Data excerpts:
--*--

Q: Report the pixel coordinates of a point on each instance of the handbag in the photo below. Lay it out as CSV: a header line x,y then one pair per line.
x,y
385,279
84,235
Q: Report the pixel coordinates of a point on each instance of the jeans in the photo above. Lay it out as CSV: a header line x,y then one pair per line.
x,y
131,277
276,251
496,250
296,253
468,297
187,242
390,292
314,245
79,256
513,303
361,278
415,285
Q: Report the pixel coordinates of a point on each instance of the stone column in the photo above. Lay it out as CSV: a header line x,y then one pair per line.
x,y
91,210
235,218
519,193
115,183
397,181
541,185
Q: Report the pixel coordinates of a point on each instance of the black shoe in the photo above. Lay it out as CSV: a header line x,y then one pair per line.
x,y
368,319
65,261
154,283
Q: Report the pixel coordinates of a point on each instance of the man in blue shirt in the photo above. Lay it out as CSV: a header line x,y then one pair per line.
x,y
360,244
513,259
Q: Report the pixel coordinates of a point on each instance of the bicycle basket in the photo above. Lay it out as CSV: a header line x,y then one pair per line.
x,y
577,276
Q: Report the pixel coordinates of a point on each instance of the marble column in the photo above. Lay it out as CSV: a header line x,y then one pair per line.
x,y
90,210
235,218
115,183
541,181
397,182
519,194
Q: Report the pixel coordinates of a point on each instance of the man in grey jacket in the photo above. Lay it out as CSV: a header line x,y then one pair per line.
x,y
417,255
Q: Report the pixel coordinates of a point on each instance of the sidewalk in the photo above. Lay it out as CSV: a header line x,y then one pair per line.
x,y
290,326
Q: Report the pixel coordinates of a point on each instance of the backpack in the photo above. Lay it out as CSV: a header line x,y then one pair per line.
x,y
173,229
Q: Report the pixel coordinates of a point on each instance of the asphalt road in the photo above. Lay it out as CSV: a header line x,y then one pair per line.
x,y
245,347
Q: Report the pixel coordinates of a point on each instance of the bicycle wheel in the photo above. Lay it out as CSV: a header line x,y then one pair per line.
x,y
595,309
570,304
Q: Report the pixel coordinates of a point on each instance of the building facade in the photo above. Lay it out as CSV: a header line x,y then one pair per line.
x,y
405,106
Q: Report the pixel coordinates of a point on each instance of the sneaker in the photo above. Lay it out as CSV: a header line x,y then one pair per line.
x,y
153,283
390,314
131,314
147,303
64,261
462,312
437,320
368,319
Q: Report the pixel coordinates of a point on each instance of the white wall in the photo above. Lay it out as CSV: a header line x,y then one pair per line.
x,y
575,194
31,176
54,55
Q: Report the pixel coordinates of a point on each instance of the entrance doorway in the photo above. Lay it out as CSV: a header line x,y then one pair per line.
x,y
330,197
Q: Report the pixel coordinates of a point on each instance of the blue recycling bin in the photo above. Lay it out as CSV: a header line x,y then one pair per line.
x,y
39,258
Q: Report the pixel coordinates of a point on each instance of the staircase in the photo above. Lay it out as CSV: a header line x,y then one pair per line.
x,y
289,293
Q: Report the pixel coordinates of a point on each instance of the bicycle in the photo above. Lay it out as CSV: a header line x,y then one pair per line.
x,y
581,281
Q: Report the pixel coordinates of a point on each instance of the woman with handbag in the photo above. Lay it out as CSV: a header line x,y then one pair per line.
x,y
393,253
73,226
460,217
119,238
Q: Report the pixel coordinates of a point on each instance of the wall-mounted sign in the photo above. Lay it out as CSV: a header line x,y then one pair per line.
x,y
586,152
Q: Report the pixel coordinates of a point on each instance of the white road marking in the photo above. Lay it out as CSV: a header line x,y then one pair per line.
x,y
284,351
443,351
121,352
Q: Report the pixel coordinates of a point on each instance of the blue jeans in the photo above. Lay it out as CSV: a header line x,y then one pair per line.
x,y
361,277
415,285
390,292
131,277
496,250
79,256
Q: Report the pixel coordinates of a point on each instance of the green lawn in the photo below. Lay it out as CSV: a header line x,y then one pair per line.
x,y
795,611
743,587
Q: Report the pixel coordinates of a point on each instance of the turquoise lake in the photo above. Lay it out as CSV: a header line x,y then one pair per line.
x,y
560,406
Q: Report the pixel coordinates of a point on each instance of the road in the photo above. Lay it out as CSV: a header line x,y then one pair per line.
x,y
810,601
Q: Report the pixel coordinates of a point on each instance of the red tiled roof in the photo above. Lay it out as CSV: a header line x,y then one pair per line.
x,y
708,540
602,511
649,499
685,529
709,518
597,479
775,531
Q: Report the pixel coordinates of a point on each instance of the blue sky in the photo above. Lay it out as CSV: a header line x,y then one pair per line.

--*--

Down to the last character, restate every record.

Q: Report the pixel coordinates of a point on each instance of the handbag in the photo below. Lay it out as CSV: a header line x,y then one pair per line.
x,y
385,279
84,235
Q: Report the pixel coordinates of a point on each instance of the jeans in the photo above. Lay it out as CSV: a header line x,y then one pair per line.
x,y
131,277
276,251
496,250
296,253
468,297
187,242
390,292
314,245
79,256
513,303
361,278
415,285
Q: Report the pixel coordinates of a point on each instance of the stone column in the photo above. Lay it out as CSV: a header line x,y then one pair per line.
x,y
91,210
235,218
519,193
115,183
397,181
541,185
Q: Report the pixel coordinates of a point on each instance of the black shoe in the photo above. Lay it out as CSV: a header line x,y then one pair per line.
x,y
368,319
65,261
154,283
Q: Report the pixel coordinates of a point on each instance of the man in blue shirt in the photo above. Lay it out as CSV: a header line x,y then one pair per line.
x,y
360,244
513,259
Q: Report the pixel coordinates of a point on each instance of the bicycle basket in the photo above. Lay it out as CSV: a header line x,y then one pair per line.
x,y
577,276
Q: Report the pixel coordinates of a point on each instance of the marble column in the photo above. Lay it out as CSV: a header line x,y then one pair per line.
x,y
90,210
235,218
115,183
541,181
397,182
519,194
Q: Report the pixel coordinates of a point on each instance of the man in grey jacket in the photo above. Lay it out as CSV: a header line x,y then one pair per line.
x,y
417,255
Q: Report the pixel coordinates of a point on each instance of the sidewalk in the photo above. Lay it out as CSV: a header line x,y then one pair per line.
x,y
290,326
Q: Report the pixel coordinates of a point on each instance of the backpack in the photo above. Lay it out as CSV: a header line x,y then one pair per line.
x,y
173,229
Q: Report the pixel coordinates of a point on each instance of the asphalt road in the photo above. Lay it out as CSV: a header line x,y then one pair per line.
x,y
245,347
Q: Report the pixel coordinates of a point on each instance of the bicycle wheel in the photo above. Lay it out as CSV: a header line x,y then one pair per line.
x,y
595,309
570,304
Q: Report the pixel coordinates of a point on each instance of the building facade in the photo above. Lay it out as CSV: a header line x,y then one pair per line.
x,y
405,106
Q: Report the pixel coordinates of a point on each instance of the sneaker in the photo above. Lay it out as CSV: a header line x,y then one pair per line.
x,y
153,283
390,314
131,314
147,303
64,261
462,312
437,320
368,319
Q: Report the pixel coordinates of a point on each instance of the white wall in the photo above. Lay it out as CSV: a header line x,y then one pair per line.
x,y
575,194
31,176
54,55
Q: Report the pixel coordinates of a point on each instance of the entrance doorway in the photo above. Lay it out as CSV: a header line x,y then one pair per line.
x,y
330,197
Q: Report the pixel coordinates of a point on each instance of the blue recycling bin in the photo above. Lay it out as CSV: a header line x,y then one pair per line.
x,y
39,258
Q: Report the pixel coordinates of a point on each instance of the staircase in the photo above. Lay it out as CSV: a header line x,y then one pair per line.
x,y
289,293
Q: Report the pixel coordinates of a point on each instance of the bicycle in the photo above. Lay it out as CSV: a header line x,y then one pair per line.
x,y
581,281
Q: Report the pixel coordinates of a point on each instance of the woman with handbag in the photo above. Lay it out as CSV: a header line x,y then one pair per line.
x,y
393,253
73,226
460,217
119,238
Q: Report the pixel coordinates of a point on each instance of the wall-mounted sign in the photo above. Lay it out as CSV: a header line x,y then one pair per line.
x,y
586,152
Q: Report the pixel coordinates of a point on each instance of the white road marking in the photo above. Lay it out as CSV: a header line x,y then one pair per line.
x,y
284,351
443,351
121,352
Q: Report the pixel coordinates of a point on each instance of the blue jeans in the photo above. Lay it out as CSV: a header line x,y then one pair per line.
x,y
361,277
415,285
390,292
131,277
496,250
79,256
Q: Report the pixel coordinates of a point on each instance of the green lawn in the photo below. Lay it out as CSV: a header line x,y then one pair per line.
x,y
795,611
743,587
Q: Report the pixel coordinates of a point on each instance of the turquoise lake in the photo above. Lay it out as CSV: a header line x,y then one pair per line.
x,y
560,406
Q: Report the pixel coordinates of a point on each instance of the road in the photo above. Lay it out as CSV: a header line x,y then one pair per line.
x,y
810,601
Q: Report the pixel coordinates of a point on each instance of the red tiled roof in the photo above. Lay it out as CSV: a header line x,y then one pair per line.
x,y
708,540
602,511
649,499
685,529
709,518
597,479
775,531
Q: Report the pixel coordinates of a point on each instance of the blue sky in the photo above. Lay it out as CSV: a header line x,y then one pair per line.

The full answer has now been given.